◆ **What you are asked to do**
Below is a listing; return it in full, exactly as it appears.
◆ ◆ ◆ ◆
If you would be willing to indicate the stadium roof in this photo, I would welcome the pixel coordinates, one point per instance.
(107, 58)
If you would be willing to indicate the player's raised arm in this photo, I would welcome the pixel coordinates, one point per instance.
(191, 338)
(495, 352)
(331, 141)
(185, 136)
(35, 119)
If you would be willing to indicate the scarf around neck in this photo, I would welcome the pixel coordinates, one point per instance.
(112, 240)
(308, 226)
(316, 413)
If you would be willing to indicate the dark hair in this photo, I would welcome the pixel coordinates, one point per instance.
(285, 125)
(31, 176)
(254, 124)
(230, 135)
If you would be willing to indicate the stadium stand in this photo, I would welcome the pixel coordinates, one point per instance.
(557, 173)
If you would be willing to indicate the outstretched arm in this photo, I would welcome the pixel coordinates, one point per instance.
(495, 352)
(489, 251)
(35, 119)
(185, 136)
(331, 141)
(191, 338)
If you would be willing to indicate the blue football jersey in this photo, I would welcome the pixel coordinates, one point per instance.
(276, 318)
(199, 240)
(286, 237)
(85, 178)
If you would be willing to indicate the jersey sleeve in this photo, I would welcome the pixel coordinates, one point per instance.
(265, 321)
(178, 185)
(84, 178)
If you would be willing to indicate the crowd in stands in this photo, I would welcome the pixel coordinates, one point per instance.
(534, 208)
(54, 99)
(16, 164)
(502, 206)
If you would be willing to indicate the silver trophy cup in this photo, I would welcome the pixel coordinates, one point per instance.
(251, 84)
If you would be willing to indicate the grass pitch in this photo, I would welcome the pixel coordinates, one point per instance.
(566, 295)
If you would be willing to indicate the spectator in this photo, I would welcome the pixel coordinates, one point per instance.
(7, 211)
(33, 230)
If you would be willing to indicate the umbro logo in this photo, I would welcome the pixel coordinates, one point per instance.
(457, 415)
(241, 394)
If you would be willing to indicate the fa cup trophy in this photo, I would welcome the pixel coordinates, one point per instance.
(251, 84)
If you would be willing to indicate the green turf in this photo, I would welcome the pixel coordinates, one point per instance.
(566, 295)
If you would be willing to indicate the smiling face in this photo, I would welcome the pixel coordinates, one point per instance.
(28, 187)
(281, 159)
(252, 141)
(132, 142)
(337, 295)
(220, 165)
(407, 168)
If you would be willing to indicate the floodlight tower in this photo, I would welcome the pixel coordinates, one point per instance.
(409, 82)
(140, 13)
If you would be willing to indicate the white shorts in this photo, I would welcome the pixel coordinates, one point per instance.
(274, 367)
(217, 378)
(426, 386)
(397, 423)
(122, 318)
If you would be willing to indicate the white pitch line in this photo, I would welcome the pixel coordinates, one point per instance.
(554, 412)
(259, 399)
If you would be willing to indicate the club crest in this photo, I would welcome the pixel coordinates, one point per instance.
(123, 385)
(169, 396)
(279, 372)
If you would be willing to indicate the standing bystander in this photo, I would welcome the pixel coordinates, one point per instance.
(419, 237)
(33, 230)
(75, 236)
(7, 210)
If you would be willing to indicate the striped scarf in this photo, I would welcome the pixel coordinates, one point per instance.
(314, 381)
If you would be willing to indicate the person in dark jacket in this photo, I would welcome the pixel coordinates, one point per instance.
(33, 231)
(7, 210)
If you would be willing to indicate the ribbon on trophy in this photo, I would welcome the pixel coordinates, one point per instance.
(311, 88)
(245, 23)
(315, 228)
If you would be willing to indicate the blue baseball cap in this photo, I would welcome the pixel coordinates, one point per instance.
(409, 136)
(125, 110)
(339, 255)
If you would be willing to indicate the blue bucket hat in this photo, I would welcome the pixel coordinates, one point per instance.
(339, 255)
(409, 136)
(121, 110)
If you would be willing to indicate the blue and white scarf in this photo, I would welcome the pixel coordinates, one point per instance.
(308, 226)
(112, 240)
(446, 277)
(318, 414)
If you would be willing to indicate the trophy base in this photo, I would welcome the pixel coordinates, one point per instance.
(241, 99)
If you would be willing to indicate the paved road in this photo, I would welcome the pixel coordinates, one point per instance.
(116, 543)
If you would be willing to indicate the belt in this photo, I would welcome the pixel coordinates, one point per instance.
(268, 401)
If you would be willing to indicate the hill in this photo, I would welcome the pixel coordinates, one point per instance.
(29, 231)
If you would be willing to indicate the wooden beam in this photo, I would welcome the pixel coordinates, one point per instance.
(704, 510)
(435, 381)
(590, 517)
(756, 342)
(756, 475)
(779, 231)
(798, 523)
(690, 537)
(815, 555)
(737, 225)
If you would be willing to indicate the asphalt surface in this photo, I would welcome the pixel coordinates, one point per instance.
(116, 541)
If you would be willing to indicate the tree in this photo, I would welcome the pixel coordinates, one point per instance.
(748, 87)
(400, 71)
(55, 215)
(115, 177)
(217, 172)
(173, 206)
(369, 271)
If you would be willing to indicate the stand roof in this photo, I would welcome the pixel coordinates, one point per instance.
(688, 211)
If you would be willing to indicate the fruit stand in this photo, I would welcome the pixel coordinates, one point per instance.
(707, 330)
◆ ◆ ◆ ◆
◆ **Task output**
If you would be willing to indicate the stadium roof in this photo, I would welcome the pixel coordinates, one point per instance.
(107, 58)
If you would be willing to indicate the player's raised arm in this photo, I would welcome the pixel coordinates, one point per instance.
(191, 338)
(495, 352)
(331, 141)
(185, 136)
(35, 119)
If you would be willing to indicate the scarf around neck in this photo, I would welcome the pixel coordinates, one point per instance.
(112, 240)
(308, 226)
(316, 413)
If you would be willing to indicate the dark hair in this photo, I would welcome the pixel coordinates, one point per instance.
(285, 125)
(31, 176)
(254, 124)
(230, 135)
If you would be willing to indicate the stadium stand in this photo, I would welcome the pixel coordinates, one point per instance.
(557, 173)
If you would be willing to indicate the outstretched arm in this photo, I would welcome the pixel coordinates, one point per instance.
(495, 352)
(489, 251)
(35, 119)
(185, 136)
(331, 141)
(191, 338)
If you would be willing to indicate the blue football jersey in this photo, I would welcome the pixel coordinates, one point per instance.
(276, 318)
(199, 240)
(286, 237)
(85, 178)
If you would be willing to indicate the jersey sleeve in this photo, I would welcome the pixel coordinates, one point per instance.
(265, 321)
(178, 185)
(84, 178)
If you would be willing to indicate the crowd in stands in this photo, I would welcome the pixel coordinates, one point per instance.
(534, 208)
(54, 99)
(16, 164)
(502, 206)
If you would be willing to indicate the silver trophy cup in this photo, I would welcome the pixel coordinates, one point per instance.
(251, 84)
If you would be willing to indicate the grass pitch in this photo, I would welcome the pixel coordinates, one point per instance.
(566, 295)
If you would be willing to indicate the spectator in this photo, I would welcome the pixel coordinates, one point per instance.
(7, 211)
(33, 230)
If you would be willing to indicate the umbro logo in this photo, I would welcome the pixel coordinates, one point per instance.
(457, 415)
(241, 394)
If you would be willing to indicate the fa cup trophy in this photo, I would welcome the pixel coordinates, one point per instance.
(251, 84)
If you would be willing to indicate the green turf in this photo, I would welcome the pixel coordinates, one point per instance.
(566, 295)
If you would be willing to indicate the smiling face in this photo, I would welcome the pixel coordinates, one point per instance.
(28, 187)
(281, 159)
(252, 141)
(132, 142)
(337, 295)
(220, 165)
(407, 168)
If you would be willing to indicate the floodlight tower in this photo, I would welcome the pixel coordinates, one point per instance.
(409, 82)
(140, 13)
If you would be willing to indicate the white shorts in this photo, I would welcome the pixel coordinates, one point per instance.
(274, 367)
(217, 378)
(426, 386)
(397, 423)
(122, 318)
If you would be willing to indicate the white pitch line in this photo, I would welcome the pixel coordinates, one point per instance.
(554, 412)
(259, 399)
If you would be willing to indicate the club crest in this photo, I would welcome the pixel coordinates, one point per instance.
(123, 385)
(169, 396)
(279, 372)
If you would be willing to indicate the standing bystander in this photo, I would welcome the pixel coordinates, one point per instance.
(419, 237)
(33, 230)
(75, 236)
(7, 210)
If you would be willing to indicate the striped scarf in this photo, I would welcome the pixel coordinates, one point per instance.
(314, 381)
If you would be willing to indicate the person in dark jacket in this photo, I would welcome the pixel coordinates, one point per instance.
(33, 231)
(7, 210)
If you would be willing to indicate the ribbon on trophy in this photo, I would welcome the pixel coordinates, one point per instance.
(311, 88)
(245, 23)
(315, 228)
If you would be willing to indicate the blue baseball cap in this photo, I would welcome the pixel coordinates, one point per instance.
(409, 136)
(125, 110)
(339, 255)
If you would be willing to indicate the blue bucket hat in this photo, I would welcome the pixel coordinates, one point per instance.
(339, 255)
(409, 136)
(121, 110)
If you would be willing to indicate the blue and white scarf in this photo, I would welcome the pixel coordinates, one point per instance.
(308, 226)
(112, 240)
(446, 277)
(318, 414)
If you would be willing to indicate the trophy base in this photo, I would welcome the pixel coordinates, one point per instance.
(241, 99)
If you would be willing to indicate the paved road in this photo, I would welcome the pixel coordinates, one point per instance.
(116, 543)
If you would be willing to indicate the belt in this photo, I would welcome the pixel coordinates, one point per instance.
(268, 401)
If you would be willing to indicate the hill in this photo, I would welcome the pixel coordinates, one point per instance.
(29, 231)
If you would be willing to indicate the wooden beam in this photo, I would welcome the pixel coordinates, one point per instance.
(704, 510)
(435, 381)
(590, 517)
(756, 342)
(756, 475)
(779, 231)
(798, 523)
(690, 537)
(815, 555)
(737, 225)
If you would be willing to indicate the asphalt surface in this photo, I would welcome the pixel coordinates, one point per instance.
(116, 541)
If you would be willing to indicate the tree in this photo, I would welcome the pixel coordinates, one point per instance.
(748, 87)
(400, 71)
(55, 215)
(115, 177)
(217, 172)
(173, 206)
(369, 271)
If you would be willing to indicate the stand roof in this photo, I would welcome the pixel coordinates, one point per instance.
(688, 211)
If you would be willing to indicate the fruit stand in this photo, I would welcome the pixel coordinates, one point per instance.
(707, 330)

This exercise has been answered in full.